Collection entries:
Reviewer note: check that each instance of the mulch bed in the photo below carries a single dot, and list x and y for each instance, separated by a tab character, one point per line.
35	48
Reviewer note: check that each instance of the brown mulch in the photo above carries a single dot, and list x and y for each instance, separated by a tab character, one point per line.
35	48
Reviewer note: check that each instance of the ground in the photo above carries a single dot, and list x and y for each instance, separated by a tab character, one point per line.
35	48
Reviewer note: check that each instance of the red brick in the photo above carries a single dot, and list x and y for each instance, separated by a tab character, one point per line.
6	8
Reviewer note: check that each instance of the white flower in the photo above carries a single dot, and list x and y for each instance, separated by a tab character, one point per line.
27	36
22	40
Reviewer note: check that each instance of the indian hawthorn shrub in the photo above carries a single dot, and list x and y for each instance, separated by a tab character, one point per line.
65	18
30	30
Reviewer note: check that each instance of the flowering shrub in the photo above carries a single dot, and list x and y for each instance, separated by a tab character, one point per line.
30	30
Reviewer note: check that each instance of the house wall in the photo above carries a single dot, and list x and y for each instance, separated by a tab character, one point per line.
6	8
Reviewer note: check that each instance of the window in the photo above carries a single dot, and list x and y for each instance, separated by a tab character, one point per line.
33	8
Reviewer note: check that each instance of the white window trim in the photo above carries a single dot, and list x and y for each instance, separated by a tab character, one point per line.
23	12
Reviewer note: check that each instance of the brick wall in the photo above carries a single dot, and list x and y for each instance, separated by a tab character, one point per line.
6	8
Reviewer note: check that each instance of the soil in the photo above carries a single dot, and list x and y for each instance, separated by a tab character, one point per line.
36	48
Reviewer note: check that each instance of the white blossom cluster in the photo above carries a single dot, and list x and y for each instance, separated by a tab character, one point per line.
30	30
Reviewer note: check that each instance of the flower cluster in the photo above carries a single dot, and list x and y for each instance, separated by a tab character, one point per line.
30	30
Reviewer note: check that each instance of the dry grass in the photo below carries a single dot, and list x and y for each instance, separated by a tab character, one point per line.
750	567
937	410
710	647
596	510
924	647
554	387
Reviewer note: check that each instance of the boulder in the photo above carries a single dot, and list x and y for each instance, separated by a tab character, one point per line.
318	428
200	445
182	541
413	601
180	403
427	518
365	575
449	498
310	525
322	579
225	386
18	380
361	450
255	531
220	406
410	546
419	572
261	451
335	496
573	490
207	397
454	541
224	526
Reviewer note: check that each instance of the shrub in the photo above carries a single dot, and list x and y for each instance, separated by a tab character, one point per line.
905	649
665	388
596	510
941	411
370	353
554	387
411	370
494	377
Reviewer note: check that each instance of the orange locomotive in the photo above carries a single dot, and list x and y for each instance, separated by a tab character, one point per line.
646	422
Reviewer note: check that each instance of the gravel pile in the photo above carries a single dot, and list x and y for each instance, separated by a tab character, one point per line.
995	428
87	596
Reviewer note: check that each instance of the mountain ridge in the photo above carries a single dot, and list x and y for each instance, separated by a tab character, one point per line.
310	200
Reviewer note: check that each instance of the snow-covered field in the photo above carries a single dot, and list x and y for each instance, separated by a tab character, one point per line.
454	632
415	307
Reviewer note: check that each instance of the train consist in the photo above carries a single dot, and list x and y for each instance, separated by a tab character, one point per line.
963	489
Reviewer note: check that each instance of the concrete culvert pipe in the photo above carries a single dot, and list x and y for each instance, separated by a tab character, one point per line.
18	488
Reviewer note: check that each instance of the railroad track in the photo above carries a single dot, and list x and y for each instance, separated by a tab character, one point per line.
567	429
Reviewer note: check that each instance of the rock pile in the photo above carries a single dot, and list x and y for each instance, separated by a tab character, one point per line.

# [PROBLEM DESCRIPTION]
I need each line above reproduced exactly.

# [FINISHED TASK]
Reviewer note: check that each instance of the mulch bed in the photo below carries a single dot, and list x and y for each instance, separated by a tab character, one point per line.
35	48
Reviewer note: check that each instance of the brown mulch in the photo above carries a single dot, and list x and y for each instance, separated by a tab character, one point per line.
35	48
Reviewer note: check that each instance of the ground in the photo above carries a single dot, and list x and y for each instance, separated by a tab character, one point per line.
35	48
Reviewer note: check that each instance of the red brick in the photo above carries a single dot, and list x and y for each instance, separated by a tab character, one point per line.
6	8
Reviewer note: check that each instance of the white flower in the photo above carries a single dot, and list x and y for each instance, separated by a tab character, one point per line.
27	36
22	40
Reviewer note: check that each instance of the indian hawthorn shrub in the photo above carries a single dot, and list x and y for each instance, separated by a tab character, one point per line.
65	18
30	30
Reviewer note: check that each instance of the flowering shrub in the photo above carries a single dot, and list x and y for each instance, separated by a tab character, one point per line.
30	30
Reviewer note: check that each instance of the house wall in the photo above carries a single dot, and list x and y for each instance, separated by a tab character, one point per line.
6	8
Reviewer note: check that each instance of the window in the photo above carries a single dot, and list x and y for each instance, separated by a tab character, one point per line.
33	8
Reviewer note: check that each instance of the white window trim in the photo above carries a single dot, and list x and y for each instance, separated by a tab character, one point per line.
23	12
Reviewer note: check that each instance of the brick wall in the photo above carries a single dot, and list x and y for each instance, separated by a tab character, one point per line.
6	8
Reviewer note: check that each instance of the soil in the photo above carries a single dot, and list x and y for each instance, separated by a tab character, one point per line.
36	48
Reviewer note: check that each instance of the white blossom cluster in the photo above carries a single dot, and list x and y for each instance, separated by a tab character, one point per line.
30	30
Reviewer note: check that each instance of the flower cluster in the photo above carries a single dot, and list x and y for each instance, separated by a tab character, one point per line.
30	30
Reviewer note: check that each instance of the dry grass in the photo below carries a single dot, and list x and y for each instance, separated by a tab character, one point per line.
750	567
937	410
710	647
596	510
924	647
554	387
Reviewer note: check that each instance of the boulder in the photo above carries a single dot, and list x and y for each instance, separated by a tab character, one point per line.
318	428
200	445
182	541
413	601
180	403
427	518
365	575
449	498
310	525
322	579
225	386
18	380
361	450
255	531
220	406
410	546
419	572
261	451
335	496
573	490
207	397
454	541
224	526
Reviewer note: check that each instance of the shrub in the photo above carries a single dot, and list x and y for each instance, separated by a tab character, one point per line.
905	649
665	388
596	510
941	411
370	353
554	387
411	370
494	377
Reviewer note: check that each instance of the orange locomotive in the photo above carries a single dot, and list x and y for each instance, separated by a tab character, one point per line.
646	422
Reviewer note: check that each instance of the gravel pile in the photo above carries a single dot, and list x and y for each instance, separated by a tab character, one point per line.
995	428
87	596
Reviewer note: check that each instance of the mountain ridge in the photo above carries a single dot, and list x and y for each instance, separated by a tab character, one point per line.
310	200
Reviewer note: check that each instance of the snow-covered field in the photo above carries a single dot, and list x and y for each instance, separated by a tab character, one point per line.
454	632
415	307
Reviewer note: check that each instance of the train consist in the photo above carries a single dot, and list x and y for each instance, separated by a tab character, one point per line.
963	489
Reviewer note: check that each instance of the concrete culvert pipe in the photo above carries a single dot, and list x and y for each instance, separated by a tab character, one point per line.
18	488
Reviewer note: check that each instance of the railroad track in the photo above carries a single dot, and list x and y for each instance, separated by a tab character, one point per line.
567	429
Reviewer note: check that each instance of the rock pile in the photo above carries a single dot, and list x and y for each instance, separated by a tab character, one point per line.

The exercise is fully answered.